START DATA ROWS

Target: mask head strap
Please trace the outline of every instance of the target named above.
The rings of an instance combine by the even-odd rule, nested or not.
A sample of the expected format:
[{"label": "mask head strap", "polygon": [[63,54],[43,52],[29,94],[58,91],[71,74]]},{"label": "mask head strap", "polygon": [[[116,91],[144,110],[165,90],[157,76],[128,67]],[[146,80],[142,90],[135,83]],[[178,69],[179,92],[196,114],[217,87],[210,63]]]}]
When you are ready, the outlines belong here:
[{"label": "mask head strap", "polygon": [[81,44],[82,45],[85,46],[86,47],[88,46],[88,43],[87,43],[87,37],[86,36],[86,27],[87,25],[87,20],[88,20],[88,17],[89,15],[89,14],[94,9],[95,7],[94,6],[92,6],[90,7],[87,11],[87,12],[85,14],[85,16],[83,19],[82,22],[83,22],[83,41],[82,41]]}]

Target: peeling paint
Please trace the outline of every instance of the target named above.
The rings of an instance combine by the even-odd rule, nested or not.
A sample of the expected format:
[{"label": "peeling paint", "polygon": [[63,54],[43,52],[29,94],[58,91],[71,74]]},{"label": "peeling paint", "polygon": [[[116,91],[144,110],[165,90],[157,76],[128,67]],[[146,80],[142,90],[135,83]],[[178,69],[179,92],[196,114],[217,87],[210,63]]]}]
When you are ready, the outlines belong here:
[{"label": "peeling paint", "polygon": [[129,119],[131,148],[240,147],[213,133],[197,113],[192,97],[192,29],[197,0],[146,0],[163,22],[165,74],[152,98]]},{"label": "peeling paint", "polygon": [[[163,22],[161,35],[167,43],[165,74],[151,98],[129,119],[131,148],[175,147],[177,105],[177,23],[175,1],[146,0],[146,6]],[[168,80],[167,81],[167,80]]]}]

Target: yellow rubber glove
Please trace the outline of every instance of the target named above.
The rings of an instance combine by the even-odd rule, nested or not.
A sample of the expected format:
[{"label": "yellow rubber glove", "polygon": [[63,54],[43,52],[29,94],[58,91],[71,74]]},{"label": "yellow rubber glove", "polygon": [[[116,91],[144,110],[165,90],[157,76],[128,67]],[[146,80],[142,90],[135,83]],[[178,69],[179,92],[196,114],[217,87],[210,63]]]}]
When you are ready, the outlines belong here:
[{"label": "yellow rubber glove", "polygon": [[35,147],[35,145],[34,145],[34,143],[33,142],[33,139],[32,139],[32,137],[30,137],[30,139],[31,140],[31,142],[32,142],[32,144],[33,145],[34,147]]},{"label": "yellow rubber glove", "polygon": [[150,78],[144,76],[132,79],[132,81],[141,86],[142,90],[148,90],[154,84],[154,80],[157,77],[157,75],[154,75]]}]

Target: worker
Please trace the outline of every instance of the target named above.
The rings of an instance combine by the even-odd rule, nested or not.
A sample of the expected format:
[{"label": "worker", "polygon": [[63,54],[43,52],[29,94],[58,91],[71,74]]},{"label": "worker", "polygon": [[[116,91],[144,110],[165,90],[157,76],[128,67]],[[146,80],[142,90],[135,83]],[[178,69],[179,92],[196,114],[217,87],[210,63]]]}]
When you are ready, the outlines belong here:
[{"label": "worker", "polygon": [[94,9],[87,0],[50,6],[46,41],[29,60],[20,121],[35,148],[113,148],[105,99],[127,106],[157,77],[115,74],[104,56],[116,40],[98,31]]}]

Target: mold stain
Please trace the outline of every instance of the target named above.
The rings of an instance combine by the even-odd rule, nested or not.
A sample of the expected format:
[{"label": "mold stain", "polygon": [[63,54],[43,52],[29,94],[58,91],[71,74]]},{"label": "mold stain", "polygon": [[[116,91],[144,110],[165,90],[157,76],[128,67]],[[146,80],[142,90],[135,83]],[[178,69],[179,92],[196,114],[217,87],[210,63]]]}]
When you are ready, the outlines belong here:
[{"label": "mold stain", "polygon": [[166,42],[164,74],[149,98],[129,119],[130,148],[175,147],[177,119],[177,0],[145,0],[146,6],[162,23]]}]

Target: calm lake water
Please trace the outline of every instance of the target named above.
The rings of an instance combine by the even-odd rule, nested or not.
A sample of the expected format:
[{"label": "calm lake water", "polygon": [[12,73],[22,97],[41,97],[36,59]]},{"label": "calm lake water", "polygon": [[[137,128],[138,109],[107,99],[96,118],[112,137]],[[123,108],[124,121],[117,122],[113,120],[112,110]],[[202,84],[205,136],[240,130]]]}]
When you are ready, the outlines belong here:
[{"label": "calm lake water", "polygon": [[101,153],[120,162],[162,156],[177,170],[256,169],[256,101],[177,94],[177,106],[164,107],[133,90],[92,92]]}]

END DATA ROWS

EXERCISE BRIEF: Reproduce the material above without altering a single character.

SOLVED EXERCISE:
Target: mask head strap
Please trace the outline of every instance of the target named above.
The rings of an instance combine by the even-odd rule, nested or not.
A sample of the expected format:
[{"label": "mask head strap", "polygon": [[63,54],[43,52],[29,94],[58,91],[71,74]]},{"label": "mask head strap", "polygon": [[[116,91],[144,110],[165,90],[157,76],[128,67]],[[146,80],[142,90],[135,83]],[[178,69],[179,92],[196,114],[217,87],[210,63]]]}]
When you are ready, the outlines belong here:
[{"label": "mask head strap", "polygon": [[81,44],[82,45],[85,46],[86,47],[88,46],[88,43],[87,43],[87,37],[86,36],[86,27],[87,25],[87,20],[88,20],[88,17],[89,15],[89,14],[94,9],[95,7],[94,6],[92,6],[90,7],[87,11],[87,12],[85,14],[85,16],[83,19],[82,22],[83,22],[83,41],[82,41]]}]

Target: peeling paint
Please trace the outline of every instance of the target named above.
The rings of an instance combine by the even-odd rule, nested or not.
A sample of the expected format:
[{"label": "peeling paint", "polygon": [[63,54],[43,52],[29,94],[58,91],[71,74]]},{"label": "peeling paint", "polygon": [[[116,91],[144,110],[165,90],[157,76],[128,67]],[[146,80],[142,90],[135,83]],[[178,69],[179,92],[196,114],[217,87],[210,63]]]}]
When you are ready, the outlines belong here:
[{"label": "peeling paint", "polygon": [[129,119],[131,148],[240,147],[213,133],[197,113],[192,97],[192,29],[197,0],[146,0],[163,22],[165,74],[152,98]]},{"label": "peeling paint", "polygon": [[[163,22],[161,35],[167,43],[165,74],[151,98],[129,119],[131,148],[175,147],[177,105],[177,23],[175,1],[146,0],[146,6]],[[168,80],[167,81],[167,80]]]}]

Target: yellow rubber glove
Please trace the outline of every instance of the target named above.
The rings of an instance combine by the even-odd rule, nested or not.
A sample of the expected format:
[{"label": "yellow rubber glove", "polygon": [[63,54],[43,52],[29,94],[58,91],[71,74]]},{"label": "yellow rubber glove", "polygon": [[[116,91],[144,110],[165,90],[157,76],[128,67]],[[146,80],[142,90],[135,83]],[[178,69],[179,92],[196,114],[217,87],[210,63]]]}]
When you are ready, the outlines belong here:
[{"label": "yellow rubber glove", "polygon": [[35,147],[35,145],[34,145],[34,143],[33,142],[33,139],[32,139],[32,137],[30,137],[30,139],[31,140],[31,142],[32,142],[32,144],[33,145],[34,147]]},{"label": "yellow rubber glove", "polygon": [[150,78],[144,76],[132,79],[132,81],[141,86],[142,90],[148,90],[154,84],[154,80],[157,77],[157,75],[154,75]]}]

Target: worker
Please trace the outline of every instance of the target named above.
The rings of an instance combine by the even-odd rule, nested or not.
A sample of the expected format:
[{"label": "worker", "polygon": [[63,54],[43,52],[29,94],[58,91],[71,74]]},{"label": "worker", "polygon": [[[116,91],[144,110],[165,90],[157,76],[128,67]],[[146,80],[142,90],[135,83]],[[178,69],[179,92],[196,114],[217,87],[210,63]]]}]
When you are ready, the outlines belong here:
[{"label": "worker", "polygon": [[94,9],[87,0],[50,6],[46,41],[29,60],[20,121],[35,148],[113,148],[105,99],[127,106],[157,77],[115,74],[104,56],[116,40],[98,31]]}]

Target: mold stain
Please trace the outline of every instance of the target named above.
The rings of an instance combine by the even-odd rule, nested or not.
A sample of the expected format:
[{"label": "mold stain", "polygon": [[63,54],[43,52],[29,94],[58,91],[71,74]]},{"label": "mold stain", "polygon": [[[116,91],[144,110],[165,90],[157,76],[128,67]],[[146,80],[142,90],[135,83]],[[178,69],[179,92],[196,114],[217,87],[210,63]]]}]
When you are ready, the outlines belong here:
[{"label": "mold stain", "polygon": [[166,42],[164,74],[149,98],[129,119],[130,148],[175,147],[177,119],[177,0],[145,0],[146,6],[162,23]]}]

Target: calm lake water
Please trace the outline of every instance of the target named above.
The rings of an instance combine by the even-odd rule, nested or not.
A sample of the expected format:
[{"label": "calm lake water", "polygon": [[12,73],[22,97],[41,97],[36,59]]},{"label": "calm lake water", "polygon": [[[137,128],[138,109],[107,99],[96,118],[112,137]],[[123,108],[124,121],[117,122],[113,120],[112,110]],[[202,84],[205,136],[240,130]]]}]
When you are ready, the outlines belong here:
[{"label": "calm lake water", "polygon": [[101,153],[120,162],[162,156],[177,170],[256,169],[256,101],[177,94],[177,106],[164,107],[133,90],[92,92]]}]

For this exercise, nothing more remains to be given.